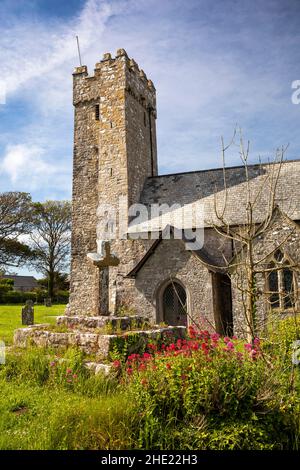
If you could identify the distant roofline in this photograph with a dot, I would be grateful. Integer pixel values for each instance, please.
(226, 168)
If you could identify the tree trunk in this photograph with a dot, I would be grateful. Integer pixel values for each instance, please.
(51, 284)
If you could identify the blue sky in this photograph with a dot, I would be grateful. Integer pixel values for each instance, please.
(215, 64)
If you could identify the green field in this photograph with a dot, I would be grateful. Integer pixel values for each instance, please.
(10, 318)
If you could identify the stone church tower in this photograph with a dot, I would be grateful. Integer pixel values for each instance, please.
(114, 152)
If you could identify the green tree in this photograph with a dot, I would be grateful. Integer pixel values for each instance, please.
(50, 239)
(15, 223)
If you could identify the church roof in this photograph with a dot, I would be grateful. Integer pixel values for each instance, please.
(207, 188)
(201, 254)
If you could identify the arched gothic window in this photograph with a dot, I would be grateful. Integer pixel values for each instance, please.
(281, 282)
(174, 303)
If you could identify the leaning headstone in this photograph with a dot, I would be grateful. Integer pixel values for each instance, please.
(28, 313)
(48, 302)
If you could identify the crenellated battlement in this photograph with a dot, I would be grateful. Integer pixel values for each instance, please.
(119, 68)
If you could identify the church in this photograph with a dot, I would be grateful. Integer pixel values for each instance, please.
(146, 267)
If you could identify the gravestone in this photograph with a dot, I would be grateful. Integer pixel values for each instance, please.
(48, 302)
(28, 313)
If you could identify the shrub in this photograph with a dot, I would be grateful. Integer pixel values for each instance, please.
(215, 381)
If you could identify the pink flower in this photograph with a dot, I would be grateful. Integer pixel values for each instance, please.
(215, 337)
(147, 356)
(253, 354)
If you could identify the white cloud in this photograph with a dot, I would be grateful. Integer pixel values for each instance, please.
(25, 165)
(210, 70)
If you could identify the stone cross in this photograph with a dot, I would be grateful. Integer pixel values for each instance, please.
(28, 313)
(48, 302)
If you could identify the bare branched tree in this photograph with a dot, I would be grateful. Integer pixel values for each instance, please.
(245, 265)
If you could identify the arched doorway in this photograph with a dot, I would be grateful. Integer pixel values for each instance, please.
(174, 304)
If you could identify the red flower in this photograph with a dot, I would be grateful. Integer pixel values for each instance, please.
(215, 337)
(147, 356)
(230, 346)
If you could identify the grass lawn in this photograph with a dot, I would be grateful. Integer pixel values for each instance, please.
(10, 318)
(42, 417)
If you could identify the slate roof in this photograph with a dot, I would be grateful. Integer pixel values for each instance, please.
(207, 188)
(201, 254)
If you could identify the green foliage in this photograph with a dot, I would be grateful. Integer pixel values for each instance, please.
(10, 318)
(126, 344)
(221, 400)
(281, 335)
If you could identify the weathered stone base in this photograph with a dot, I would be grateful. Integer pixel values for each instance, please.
(84, 335)
(114, 322)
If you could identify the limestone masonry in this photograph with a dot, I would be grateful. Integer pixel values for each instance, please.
(115, 156)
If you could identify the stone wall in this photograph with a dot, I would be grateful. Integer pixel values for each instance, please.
(172, 260)
(112, 158)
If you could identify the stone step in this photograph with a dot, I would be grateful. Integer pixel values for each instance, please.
(92, 343)
(114, 322)
(99, 368)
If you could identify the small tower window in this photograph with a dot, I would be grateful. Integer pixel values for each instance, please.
(97, 112)
(281, 282)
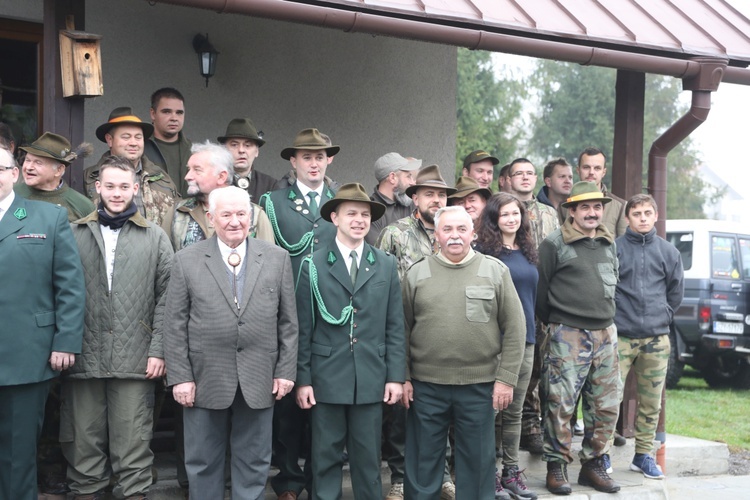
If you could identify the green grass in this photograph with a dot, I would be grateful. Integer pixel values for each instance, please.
(695, 410)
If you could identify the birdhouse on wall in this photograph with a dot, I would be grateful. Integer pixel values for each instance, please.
(81, 63)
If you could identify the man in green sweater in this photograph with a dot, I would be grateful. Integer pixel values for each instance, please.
(465, 332)
(575, 297)
(45, 164)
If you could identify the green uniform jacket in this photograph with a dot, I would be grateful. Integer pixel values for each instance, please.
(344, 370)
(292, 221)
(42, 294)
(77, 205)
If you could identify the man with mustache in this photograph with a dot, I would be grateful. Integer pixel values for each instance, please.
(395, 174)
(209, 168)
(578, 272)
(465, 333)
(592, 167)
(411, 239)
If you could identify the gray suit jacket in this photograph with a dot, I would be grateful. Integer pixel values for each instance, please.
(208, 341)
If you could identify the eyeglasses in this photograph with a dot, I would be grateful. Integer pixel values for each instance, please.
(521, 173)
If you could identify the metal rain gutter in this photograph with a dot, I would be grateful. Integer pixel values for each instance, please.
(360, 22)
(707, 81)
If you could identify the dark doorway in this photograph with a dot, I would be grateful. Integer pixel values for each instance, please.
(20, 98)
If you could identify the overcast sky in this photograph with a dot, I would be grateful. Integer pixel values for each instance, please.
(723, 141)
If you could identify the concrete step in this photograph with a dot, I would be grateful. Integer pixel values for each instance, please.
(685, 457)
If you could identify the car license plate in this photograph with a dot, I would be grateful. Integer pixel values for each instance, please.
(728, 327)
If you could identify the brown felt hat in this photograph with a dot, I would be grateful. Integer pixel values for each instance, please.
(585, 191)
(123, 116)
(479, 155)
(430, 177)
(242, 128)
(352, 192)
(466, 185)
(53, 146)
(310, 138)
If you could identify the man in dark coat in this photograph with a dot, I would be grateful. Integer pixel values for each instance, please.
(42, 308)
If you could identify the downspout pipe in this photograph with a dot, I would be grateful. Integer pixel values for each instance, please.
(710, 75)
(468, 37)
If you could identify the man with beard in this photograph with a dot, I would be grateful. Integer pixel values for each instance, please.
(108, 396)
(395, 174)
(209, 167)
(465, 332)
(578, 271)
(125, 133)
(244, 142)
(411, 239)
(168, 147)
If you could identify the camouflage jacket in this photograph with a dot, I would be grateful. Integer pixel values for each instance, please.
(543, 220)
(409, 241)
(190, 224)
(156, 198)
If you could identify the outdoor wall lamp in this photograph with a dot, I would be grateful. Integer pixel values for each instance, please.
(207, 55)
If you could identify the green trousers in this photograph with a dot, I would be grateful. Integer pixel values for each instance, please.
(105, 430)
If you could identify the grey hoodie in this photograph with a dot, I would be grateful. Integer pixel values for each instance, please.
(650, 287)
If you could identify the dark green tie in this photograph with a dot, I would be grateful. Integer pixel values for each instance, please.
(353, 268)
(313, 203)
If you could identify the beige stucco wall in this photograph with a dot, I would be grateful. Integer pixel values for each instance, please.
(371, 94)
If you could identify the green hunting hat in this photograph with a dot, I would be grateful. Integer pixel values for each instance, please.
(310, 138)
(585, 191)
(244, 129)
(352, 192)
(430, 177)
(479, 155)
(123, 116)
(53, 146)
(466, 185)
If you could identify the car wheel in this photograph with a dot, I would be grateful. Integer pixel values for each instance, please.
(727, 371)
(675, 366)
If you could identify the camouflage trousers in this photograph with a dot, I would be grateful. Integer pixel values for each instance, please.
(649, 358)
(580, 362)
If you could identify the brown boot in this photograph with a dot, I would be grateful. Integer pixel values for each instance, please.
(557, 478)
(594, 474)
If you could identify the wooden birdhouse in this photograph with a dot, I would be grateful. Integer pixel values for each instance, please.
(81, 63)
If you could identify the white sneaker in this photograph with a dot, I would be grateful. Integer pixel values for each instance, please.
(448, 491)
(396, 492)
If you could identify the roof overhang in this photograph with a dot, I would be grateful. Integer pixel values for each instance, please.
(668, 37)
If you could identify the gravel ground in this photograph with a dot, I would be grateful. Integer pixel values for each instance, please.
(739, 463)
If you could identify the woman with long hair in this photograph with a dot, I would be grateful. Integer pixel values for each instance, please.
(504, 232)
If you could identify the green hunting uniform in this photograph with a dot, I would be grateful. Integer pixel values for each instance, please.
(299, 232)
(351, 344)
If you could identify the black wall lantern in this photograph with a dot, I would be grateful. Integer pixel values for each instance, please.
(207, 55)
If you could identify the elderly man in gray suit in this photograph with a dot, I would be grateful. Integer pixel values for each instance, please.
(231, 348)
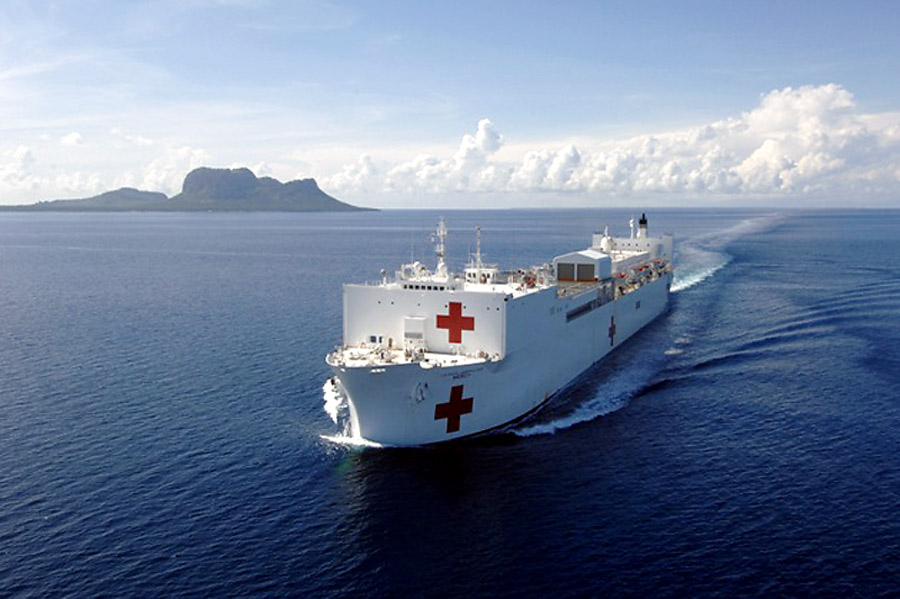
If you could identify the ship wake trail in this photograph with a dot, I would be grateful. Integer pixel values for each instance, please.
(701, 257)
(338, 409)
(609, 396)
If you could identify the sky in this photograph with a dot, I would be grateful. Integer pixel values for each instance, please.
(458, 104)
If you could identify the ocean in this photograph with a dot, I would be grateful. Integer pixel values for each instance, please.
(163, 431)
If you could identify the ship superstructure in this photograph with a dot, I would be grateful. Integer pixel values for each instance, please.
(431, 356)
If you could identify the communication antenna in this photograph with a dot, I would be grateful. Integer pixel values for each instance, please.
(478, 249)
(439, 237)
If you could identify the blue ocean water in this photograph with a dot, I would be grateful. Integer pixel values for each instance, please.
(162, 422)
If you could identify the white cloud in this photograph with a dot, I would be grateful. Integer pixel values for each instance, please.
(166, 172)
(16, 170)
(811, 139)
(138, 140)
(73, 139)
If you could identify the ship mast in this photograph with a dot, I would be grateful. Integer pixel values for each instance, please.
(478, 263)
(439, 237)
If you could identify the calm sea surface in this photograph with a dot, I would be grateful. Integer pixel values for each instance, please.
(162, 421)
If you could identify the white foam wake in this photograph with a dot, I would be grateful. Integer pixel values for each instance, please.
(334, 400)
(350, 441)
(610, 396)
(701, 257)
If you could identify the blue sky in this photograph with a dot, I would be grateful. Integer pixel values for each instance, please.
(426, 104)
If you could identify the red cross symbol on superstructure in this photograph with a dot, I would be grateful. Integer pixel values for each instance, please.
(454, 409)
(455, 322)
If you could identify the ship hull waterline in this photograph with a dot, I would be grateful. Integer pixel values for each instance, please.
(413, 405)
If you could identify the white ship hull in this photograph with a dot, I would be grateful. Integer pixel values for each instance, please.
(550, 340)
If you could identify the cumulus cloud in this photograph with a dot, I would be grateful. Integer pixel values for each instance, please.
(166, 172)
(72, 139)
(138, 140)
(16, 170)
(795, 141)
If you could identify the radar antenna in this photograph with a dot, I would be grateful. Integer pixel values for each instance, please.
(438, 238)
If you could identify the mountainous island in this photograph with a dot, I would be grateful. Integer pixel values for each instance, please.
(207, 190)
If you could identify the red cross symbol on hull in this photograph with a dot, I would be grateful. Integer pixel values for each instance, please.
(454, 409)
(455, 322)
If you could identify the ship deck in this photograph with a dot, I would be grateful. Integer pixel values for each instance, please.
(379, 357)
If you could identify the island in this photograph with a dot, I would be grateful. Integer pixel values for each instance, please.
(207, 190)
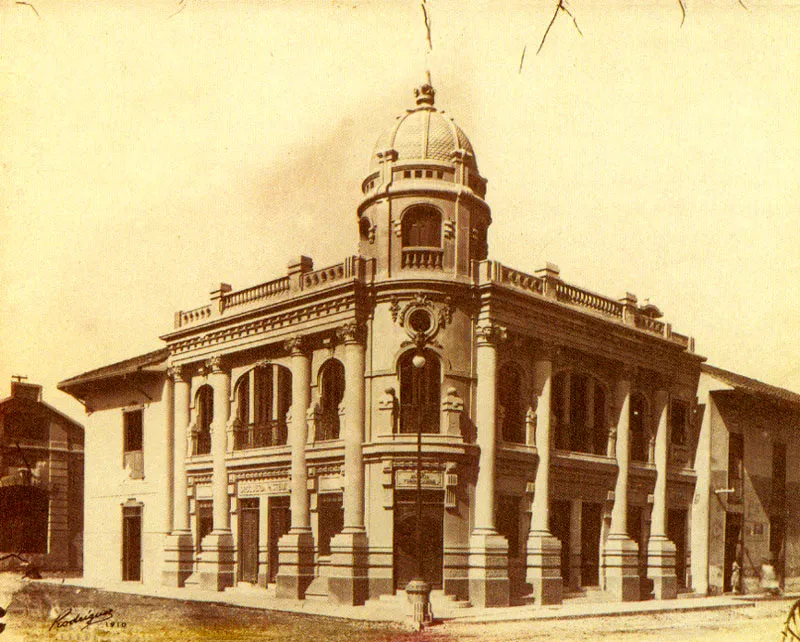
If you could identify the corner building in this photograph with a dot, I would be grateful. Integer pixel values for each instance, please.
(275, 436)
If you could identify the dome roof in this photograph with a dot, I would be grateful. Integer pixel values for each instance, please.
(424, 134)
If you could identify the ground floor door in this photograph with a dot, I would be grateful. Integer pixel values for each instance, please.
(279, 522)
(676, 532)
(248, 540)
(406, 548)
(733, 537)
(131, 543)
(777, 548)
(591, 526)
(559, 527)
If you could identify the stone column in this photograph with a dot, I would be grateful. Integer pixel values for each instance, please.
(215, 564)
(575, 522)
(621, 552)
(347, 580)
(178, 546)
(544, 549)
(661, 551)
(488, 557)
(296, 548)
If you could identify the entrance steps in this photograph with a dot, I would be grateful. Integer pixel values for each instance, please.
(440, 603)
(588, 595)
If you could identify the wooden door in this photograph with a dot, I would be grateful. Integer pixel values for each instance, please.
(248, 540)
(405, 537)
(131, 543)
(279, 522)
(591, 525)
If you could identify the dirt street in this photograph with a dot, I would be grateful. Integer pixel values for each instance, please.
(51, 612)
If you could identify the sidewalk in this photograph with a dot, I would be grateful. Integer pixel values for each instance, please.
(395, 608)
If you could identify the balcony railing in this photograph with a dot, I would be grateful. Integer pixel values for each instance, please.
(547, 283)
(301, 277)
(422, 258)
(272, 433)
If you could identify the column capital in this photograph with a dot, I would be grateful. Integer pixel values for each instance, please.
(178, 373)
(547, 351)
(489, 333)
(296, 345)
(215, 364)
(351, 333)
(627, 371)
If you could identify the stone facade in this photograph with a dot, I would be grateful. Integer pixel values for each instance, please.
(556, 429)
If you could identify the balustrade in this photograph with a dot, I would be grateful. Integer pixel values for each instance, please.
(263, 435)
(415, 258)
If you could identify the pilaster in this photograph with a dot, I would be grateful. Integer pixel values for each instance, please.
(296, 548)
(621, 554)
(178, 546)
(660, 550)
(488, 557)
(543, 548)
(347, 579)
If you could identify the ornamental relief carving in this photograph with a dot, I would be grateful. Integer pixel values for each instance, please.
(421, 317)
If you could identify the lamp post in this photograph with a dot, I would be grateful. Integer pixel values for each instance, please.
(418, 590)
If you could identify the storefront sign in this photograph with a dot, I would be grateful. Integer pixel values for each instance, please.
(408, 479)
(256, 487)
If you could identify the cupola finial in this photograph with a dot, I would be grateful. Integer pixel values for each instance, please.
(425, 92)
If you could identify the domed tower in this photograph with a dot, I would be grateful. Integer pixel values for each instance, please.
(423, 211)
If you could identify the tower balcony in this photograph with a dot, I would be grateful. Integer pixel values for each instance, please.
(422, 258)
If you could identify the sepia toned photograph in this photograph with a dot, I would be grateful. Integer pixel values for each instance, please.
(419, 320)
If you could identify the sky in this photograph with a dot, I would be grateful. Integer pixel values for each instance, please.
(151, 150)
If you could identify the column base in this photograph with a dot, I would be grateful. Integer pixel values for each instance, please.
(178, 559)
(622, 568)
(380, 571)
(215, 564)
(295, 564)
(348, 582)
(661, 567)
(488, 569)
(456, 572)
(544, 567)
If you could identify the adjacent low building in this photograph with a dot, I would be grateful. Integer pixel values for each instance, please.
(41, 481)
(275, 440)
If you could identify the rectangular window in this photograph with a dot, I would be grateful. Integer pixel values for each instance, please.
(131, 543)
(778, 500)
(205, 519)
(508, 522)
(133, 425)
(735, 466)
(678, 415)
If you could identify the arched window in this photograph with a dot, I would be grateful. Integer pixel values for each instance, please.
(272, 397)
(422, 227)
(331, 393)
(638, 428)
(243, 400)
(509, 396)
(578, 413)
(205, 415)
(420, 392)
(364, 228)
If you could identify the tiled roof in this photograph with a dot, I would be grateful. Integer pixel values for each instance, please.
(752, 386)
(116, 369)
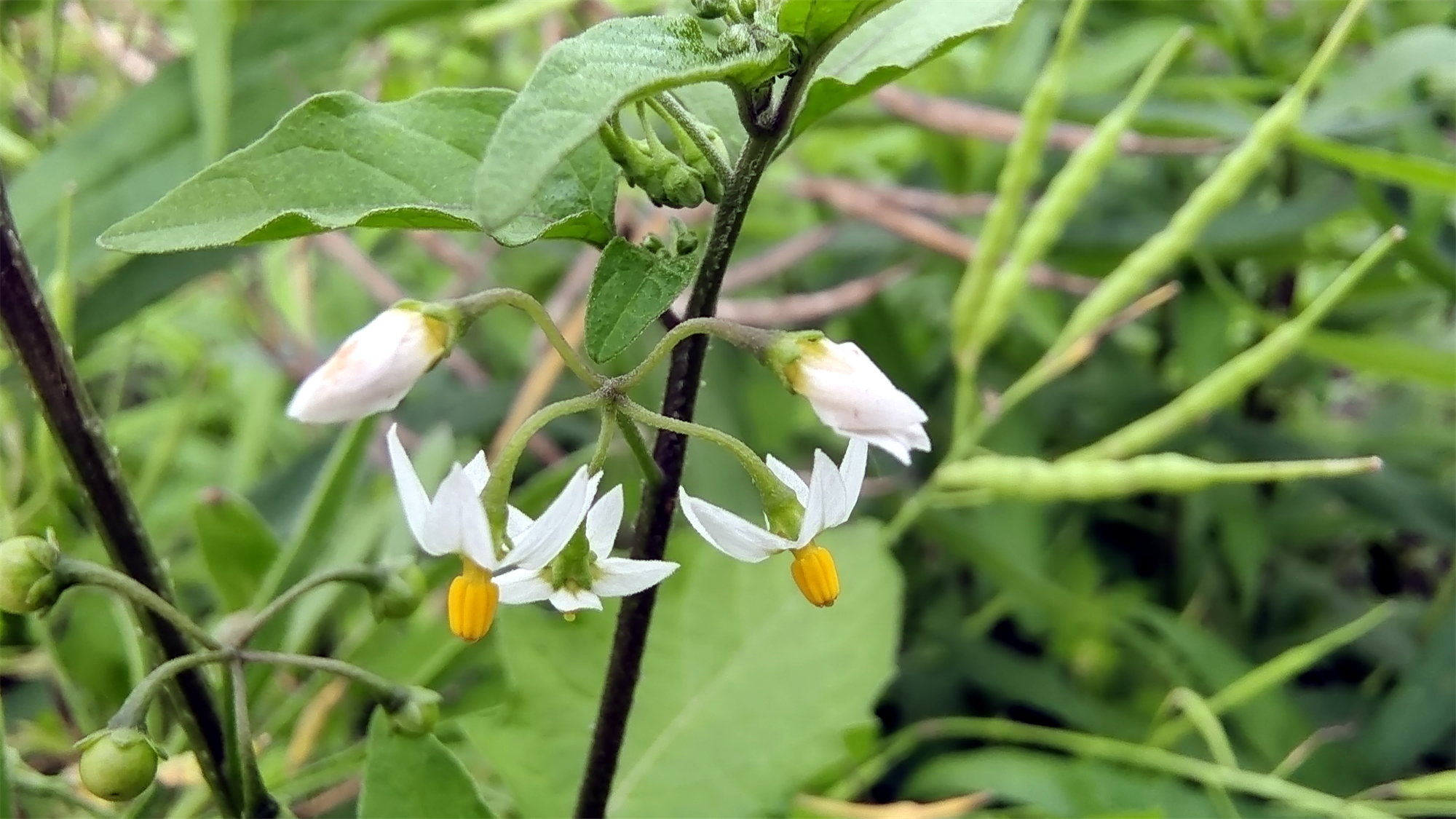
--------------------------------------------------
■ **WORK TASK**
Only the lines from the line with "If you could identify the arched window" to the end of the records should be repeated, exactly and without pictures.

■ **SOLUTION FOR THIS TASK**
If you could identify the arched window in this photograph with a dot, I would be grateful. Integer pixel values for each instance, please.
(272, 397)
(422, 227)
(331, 393)
(638, 428)
(243, 400)
(509, 396)
(578, 413)
(205, 415)
(420, 392)
(364, 228)
If you could identify the tiled roof in this photograph with a dot, I would be grateful. Integer pixel values for each instance, please.
(752, 386)
(116, 369)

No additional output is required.